• _AIM_
Extract exactly and only the lines of the data below, starting at the line with "white patch on" and stopping after the final line.

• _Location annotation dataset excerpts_
====

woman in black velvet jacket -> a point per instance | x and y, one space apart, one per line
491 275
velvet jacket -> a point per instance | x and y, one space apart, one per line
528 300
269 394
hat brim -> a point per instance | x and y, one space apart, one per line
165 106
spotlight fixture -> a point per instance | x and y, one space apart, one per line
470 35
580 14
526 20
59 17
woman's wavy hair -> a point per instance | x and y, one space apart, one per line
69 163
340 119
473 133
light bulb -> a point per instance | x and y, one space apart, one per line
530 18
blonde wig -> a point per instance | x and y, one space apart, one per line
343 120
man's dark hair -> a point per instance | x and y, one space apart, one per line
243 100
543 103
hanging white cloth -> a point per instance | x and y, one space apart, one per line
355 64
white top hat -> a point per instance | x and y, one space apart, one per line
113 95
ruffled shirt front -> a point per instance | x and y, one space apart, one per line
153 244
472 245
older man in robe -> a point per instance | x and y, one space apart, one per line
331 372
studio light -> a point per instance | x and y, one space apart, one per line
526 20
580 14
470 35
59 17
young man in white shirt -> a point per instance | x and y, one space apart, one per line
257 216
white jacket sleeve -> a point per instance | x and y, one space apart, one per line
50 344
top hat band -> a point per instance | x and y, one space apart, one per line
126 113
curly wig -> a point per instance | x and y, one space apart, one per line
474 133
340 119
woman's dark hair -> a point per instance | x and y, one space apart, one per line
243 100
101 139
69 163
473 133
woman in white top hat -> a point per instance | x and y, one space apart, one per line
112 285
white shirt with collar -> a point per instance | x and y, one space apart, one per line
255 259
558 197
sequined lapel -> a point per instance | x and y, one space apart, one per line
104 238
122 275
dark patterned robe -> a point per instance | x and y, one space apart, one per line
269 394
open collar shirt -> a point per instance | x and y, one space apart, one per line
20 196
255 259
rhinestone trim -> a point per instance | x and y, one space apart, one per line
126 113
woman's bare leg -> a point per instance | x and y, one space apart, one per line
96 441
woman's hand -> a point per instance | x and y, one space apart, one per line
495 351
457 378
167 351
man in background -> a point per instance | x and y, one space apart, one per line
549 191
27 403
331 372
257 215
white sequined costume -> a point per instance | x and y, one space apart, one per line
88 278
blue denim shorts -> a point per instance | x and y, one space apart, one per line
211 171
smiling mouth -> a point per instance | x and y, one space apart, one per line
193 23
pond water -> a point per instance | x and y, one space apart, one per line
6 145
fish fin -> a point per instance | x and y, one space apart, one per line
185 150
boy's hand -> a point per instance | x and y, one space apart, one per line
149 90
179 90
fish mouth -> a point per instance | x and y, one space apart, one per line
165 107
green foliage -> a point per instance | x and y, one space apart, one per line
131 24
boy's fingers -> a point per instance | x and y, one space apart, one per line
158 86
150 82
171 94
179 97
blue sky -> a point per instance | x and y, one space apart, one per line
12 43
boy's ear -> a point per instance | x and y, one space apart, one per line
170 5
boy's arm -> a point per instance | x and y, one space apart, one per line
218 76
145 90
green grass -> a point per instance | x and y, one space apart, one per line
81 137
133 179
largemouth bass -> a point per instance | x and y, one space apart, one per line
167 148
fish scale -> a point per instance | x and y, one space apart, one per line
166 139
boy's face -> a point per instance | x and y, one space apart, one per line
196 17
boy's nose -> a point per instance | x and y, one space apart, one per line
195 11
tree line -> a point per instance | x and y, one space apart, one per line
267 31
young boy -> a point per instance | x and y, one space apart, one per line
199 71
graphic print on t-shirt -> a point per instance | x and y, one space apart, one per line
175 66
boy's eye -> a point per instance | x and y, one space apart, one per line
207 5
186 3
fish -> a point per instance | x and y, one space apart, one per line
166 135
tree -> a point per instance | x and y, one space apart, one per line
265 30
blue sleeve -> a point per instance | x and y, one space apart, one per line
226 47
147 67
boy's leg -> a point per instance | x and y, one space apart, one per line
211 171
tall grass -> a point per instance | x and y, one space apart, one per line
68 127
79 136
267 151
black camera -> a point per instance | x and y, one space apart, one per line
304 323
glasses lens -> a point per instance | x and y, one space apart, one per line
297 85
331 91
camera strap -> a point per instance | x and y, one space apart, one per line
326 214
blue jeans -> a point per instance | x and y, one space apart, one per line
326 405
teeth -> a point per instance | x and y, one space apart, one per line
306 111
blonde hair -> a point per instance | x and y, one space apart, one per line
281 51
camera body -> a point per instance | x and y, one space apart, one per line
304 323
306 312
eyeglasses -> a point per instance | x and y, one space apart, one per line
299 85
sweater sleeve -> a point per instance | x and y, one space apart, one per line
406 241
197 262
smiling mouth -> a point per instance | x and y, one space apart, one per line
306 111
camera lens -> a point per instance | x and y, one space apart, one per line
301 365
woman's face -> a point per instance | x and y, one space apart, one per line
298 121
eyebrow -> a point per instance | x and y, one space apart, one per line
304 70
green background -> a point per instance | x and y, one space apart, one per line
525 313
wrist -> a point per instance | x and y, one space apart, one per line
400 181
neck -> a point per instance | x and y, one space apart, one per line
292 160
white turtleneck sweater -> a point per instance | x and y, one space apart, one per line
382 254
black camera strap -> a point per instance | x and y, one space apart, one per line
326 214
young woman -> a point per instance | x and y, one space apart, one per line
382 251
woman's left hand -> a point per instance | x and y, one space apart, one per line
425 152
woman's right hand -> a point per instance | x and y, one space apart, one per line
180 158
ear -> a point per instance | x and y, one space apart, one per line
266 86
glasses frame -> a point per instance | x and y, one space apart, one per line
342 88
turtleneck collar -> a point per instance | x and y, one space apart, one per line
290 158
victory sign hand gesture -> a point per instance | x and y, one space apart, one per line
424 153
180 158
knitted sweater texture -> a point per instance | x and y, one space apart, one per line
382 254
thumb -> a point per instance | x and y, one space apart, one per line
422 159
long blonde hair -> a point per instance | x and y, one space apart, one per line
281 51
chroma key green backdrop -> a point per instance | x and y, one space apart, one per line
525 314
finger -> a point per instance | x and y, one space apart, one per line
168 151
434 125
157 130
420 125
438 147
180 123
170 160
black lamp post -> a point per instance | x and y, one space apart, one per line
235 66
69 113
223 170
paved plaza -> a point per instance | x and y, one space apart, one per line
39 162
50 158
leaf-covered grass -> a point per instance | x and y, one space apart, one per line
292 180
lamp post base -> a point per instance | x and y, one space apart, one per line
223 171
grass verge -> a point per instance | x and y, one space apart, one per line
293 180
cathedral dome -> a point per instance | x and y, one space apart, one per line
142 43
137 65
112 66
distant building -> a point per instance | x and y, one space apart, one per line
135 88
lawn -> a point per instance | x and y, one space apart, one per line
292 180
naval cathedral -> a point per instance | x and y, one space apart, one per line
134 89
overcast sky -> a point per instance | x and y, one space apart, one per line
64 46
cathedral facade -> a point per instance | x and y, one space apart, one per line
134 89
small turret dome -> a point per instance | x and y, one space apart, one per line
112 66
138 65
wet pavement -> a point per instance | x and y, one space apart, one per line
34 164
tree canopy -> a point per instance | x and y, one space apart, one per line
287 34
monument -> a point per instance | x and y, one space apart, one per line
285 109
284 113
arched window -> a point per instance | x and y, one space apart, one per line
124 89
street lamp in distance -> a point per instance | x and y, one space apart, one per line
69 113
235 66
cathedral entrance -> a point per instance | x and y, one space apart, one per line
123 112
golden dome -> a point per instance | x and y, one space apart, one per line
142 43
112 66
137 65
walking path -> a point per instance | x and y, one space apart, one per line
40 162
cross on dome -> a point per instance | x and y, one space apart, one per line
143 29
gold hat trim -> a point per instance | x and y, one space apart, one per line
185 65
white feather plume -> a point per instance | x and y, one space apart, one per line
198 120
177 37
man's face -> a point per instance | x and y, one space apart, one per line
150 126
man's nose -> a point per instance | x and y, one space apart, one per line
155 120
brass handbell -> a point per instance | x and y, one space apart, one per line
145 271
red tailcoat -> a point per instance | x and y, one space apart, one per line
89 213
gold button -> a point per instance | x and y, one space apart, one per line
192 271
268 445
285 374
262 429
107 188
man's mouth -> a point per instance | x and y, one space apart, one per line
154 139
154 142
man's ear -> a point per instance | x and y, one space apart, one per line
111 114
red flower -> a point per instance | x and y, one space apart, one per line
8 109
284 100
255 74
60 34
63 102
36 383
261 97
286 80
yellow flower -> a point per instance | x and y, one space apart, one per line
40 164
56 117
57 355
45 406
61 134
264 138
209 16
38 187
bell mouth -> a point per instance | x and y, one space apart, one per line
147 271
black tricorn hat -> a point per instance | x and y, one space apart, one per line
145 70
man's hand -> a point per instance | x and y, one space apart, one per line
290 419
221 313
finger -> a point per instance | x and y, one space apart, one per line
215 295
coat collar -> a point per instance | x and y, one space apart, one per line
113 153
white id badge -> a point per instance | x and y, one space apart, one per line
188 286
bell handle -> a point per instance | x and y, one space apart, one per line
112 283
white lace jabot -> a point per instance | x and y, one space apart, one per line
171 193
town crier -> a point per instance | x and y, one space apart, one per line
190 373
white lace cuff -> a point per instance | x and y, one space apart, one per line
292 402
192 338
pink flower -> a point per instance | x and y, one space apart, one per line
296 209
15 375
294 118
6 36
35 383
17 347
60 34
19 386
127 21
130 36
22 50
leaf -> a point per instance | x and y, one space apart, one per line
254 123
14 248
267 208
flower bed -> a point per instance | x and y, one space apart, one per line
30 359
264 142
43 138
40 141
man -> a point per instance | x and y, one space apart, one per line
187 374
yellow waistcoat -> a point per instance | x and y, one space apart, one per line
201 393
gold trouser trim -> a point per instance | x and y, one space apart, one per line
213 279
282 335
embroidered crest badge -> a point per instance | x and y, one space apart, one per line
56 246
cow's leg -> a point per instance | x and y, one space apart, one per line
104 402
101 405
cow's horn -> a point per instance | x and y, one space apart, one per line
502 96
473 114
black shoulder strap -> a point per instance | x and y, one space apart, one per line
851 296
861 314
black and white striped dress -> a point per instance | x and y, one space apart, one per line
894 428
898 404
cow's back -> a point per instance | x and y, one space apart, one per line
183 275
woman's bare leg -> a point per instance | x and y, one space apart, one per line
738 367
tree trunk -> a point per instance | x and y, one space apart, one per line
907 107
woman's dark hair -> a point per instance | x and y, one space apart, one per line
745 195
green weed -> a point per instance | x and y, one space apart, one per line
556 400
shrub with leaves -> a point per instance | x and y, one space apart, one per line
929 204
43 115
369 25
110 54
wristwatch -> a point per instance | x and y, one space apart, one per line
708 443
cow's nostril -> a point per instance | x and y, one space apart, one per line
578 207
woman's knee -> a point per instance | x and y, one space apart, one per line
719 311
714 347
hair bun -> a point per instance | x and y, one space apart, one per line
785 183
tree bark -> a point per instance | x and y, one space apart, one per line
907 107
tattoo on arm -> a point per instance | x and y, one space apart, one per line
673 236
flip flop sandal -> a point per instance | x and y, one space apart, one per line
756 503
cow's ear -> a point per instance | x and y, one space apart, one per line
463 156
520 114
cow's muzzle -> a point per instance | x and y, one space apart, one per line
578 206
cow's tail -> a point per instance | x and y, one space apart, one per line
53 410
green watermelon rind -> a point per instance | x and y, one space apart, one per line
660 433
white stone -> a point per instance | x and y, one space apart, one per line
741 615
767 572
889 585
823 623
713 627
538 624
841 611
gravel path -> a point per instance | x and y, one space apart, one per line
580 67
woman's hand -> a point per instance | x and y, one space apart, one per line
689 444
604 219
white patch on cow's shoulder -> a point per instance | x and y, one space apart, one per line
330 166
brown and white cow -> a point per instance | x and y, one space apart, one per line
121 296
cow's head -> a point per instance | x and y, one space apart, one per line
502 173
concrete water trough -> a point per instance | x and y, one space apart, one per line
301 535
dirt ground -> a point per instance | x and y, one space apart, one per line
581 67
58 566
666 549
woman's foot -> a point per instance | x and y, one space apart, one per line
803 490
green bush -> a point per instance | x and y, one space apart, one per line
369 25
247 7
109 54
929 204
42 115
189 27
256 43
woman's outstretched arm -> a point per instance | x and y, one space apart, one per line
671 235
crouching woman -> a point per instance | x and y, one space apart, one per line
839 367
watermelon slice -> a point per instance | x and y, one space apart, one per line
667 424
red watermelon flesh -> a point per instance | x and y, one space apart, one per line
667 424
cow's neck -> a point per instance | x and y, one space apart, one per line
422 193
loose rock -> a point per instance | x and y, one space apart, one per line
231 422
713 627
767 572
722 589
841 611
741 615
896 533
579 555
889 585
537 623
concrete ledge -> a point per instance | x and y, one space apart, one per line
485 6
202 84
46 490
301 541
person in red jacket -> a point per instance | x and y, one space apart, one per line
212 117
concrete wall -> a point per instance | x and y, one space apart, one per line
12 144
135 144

====

• _RESPONSE TO THE TASK_
white patch on cow's shoulder -> a point per instance | x and y, one space apart, one per line
330 166
brown and white cow -> a point per instance | x and y, one space apart, one per line
121 296
cow's head -> a point per instance | x and y, one space apart, one per line
502 173
concrete water trough -> a point per instance | x and y, one space apart, one per line
301 535
dirt ground -> a point per instance | x and y, one space apart, one per line
581 67
58 566
666 549
woman's foot -> a point per instance | x and y, one space apart, one per line
803 490
green bush -> a point per instance | x and y, one space apart, one per line
369 25
247 7
109 54
929 204
42 115
189 27
256 43
woman's outstretched arm -> a point per instance | x and y, one space apart, one per line
671 235
crouching woman -> a point per instance | x and y, one space apart, one per line
839 367
watermelon slice -> a point per instance | x and y, one space apart, one per line
667 424
red watermelon flesh -> a point per instance | x and y, one space apart, one per line
667 424
cow's neck -> a point per instance | x and y, one space apart, one per line
422 193
loose rock -> a point per instance | x and y, one space apart, one per line
231 422
713 627
767 572
722 589
841 611
741 615
896 533
579 555
889 585
537 623
concrete ledge -> a point per instance | x and y, one space apart, one per line
485 6
202 84
46 490
301 541
person in red jacket -> a point per instance | x and y, one space apart, one per line
212 117
concrete wall -> a point per instance | x and y, one space apart, one per line
12 144
135 144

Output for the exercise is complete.